■ What to produce ■
Copy all of the data below, swapping every occurrence of "tab character" for "single space" and changing nothing else. Leave the pictures out of your copy.
----- Entries provided
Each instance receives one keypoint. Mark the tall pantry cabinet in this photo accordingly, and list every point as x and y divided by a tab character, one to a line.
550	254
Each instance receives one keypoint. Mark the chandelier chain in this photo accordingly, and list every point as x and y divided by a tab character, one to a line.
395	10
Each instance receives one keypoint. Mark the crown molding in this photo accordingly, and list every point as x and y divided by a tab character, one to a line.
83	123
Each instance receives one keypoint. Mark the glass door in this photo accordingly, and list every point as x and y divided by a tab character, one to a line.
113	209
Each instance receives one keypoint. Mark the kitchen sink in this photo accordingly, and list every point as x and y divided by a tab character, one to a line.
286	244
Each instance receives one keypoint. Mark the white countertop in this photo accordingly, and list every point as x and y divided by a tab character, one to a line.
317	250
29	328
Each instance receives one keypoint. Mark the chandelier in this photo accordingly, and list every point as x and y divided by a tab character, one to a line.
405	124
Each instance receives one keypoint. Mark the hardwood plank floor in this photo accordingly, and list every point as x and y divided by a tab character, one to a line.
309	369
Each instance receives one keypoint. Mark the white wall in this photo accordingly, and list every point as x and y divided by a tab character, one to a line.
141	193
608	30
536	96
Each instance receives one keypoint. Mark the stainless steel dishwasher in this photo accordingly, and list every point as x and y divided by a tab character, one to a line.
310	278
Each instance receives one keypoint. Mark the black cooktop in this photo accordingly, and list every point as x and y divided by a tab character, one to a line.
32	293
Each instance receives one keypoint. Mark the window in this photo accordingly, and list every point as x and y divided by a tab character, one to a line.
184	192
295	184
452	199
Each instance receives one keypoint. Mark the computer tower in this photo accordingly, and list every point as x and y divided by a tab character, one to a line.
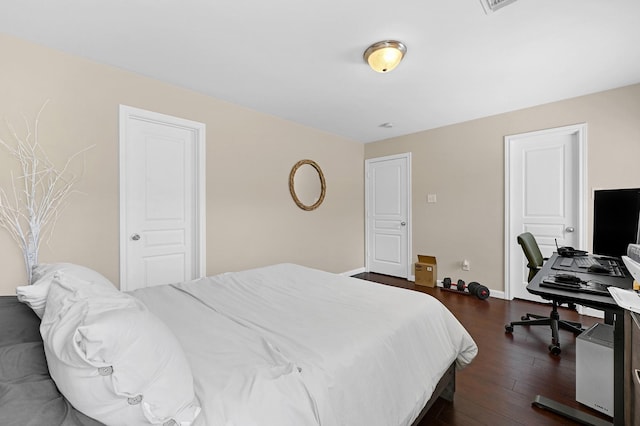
----------
■ Output for this task ■
Each instance receives one keypoint. Mark the tall pantry cabinet in this photo accordingly, and list every point as x and y divided by a single space, one to a line.
550	254
Each instance receives one keypoint. Mark the chandelier chain in this photo accordingly, and list every point as x and y divided by a single space, one to a line.
395	10
Each instance receives one keypoint. Mark the crown molding in this photo accordingly, and list every point as x and y divided by a single space, one to a line.
83	123
Each instance receives one keypoint. Mark the glass door in this photo accordingly, and list every point as x and y divided by a single space, one to a line.
113	209
Each instance receives one keypoint. Mark the kitchen sink in this photo accordingly, and list every point as x and y divided by a single space, one to a line.
286	244
Each instance receives one keypoint. Mark the white countertop in this photo accordingly, and list every point as x and y divided by a single space, one to a line.
317	250
29	328
Each instance receives one keypoint. Mark the chandelier in this photo accordingly, and list every point as x and y divided by a single space, one to a line.
405	124
Each instance receives one keypoint. Mark the hardwood plank floor in this photo accordingly, and list every point as x and y divided by a single space, one to a line.
309	369
Each instance receives one keypoint. Mark the white wall in this photo accordingly, and list every point as x and y divided by a single space, one to a line.
141	193
608	30
536	96
Each instance receives one keypoint. Mark the stainless steel dishwasher in this photo accordingly, and list every point as x and y divided by a single space, one to a line.
310	278
Each instance receives one keypoint. Mark the black cooktop in this photo accordingly, and list every point as x and y divided by a single space, one to a line.
32	293
Each instance receives one keypoint. Mark the window in this photo accordingly, and list every point as x and y divided by a single space, one to a line.
184	192
295	184
452	199
Each instance receives one keypoint. Mark the computer tower in this photo accordingly, and list every point as x and y divided by a single space, one to a line.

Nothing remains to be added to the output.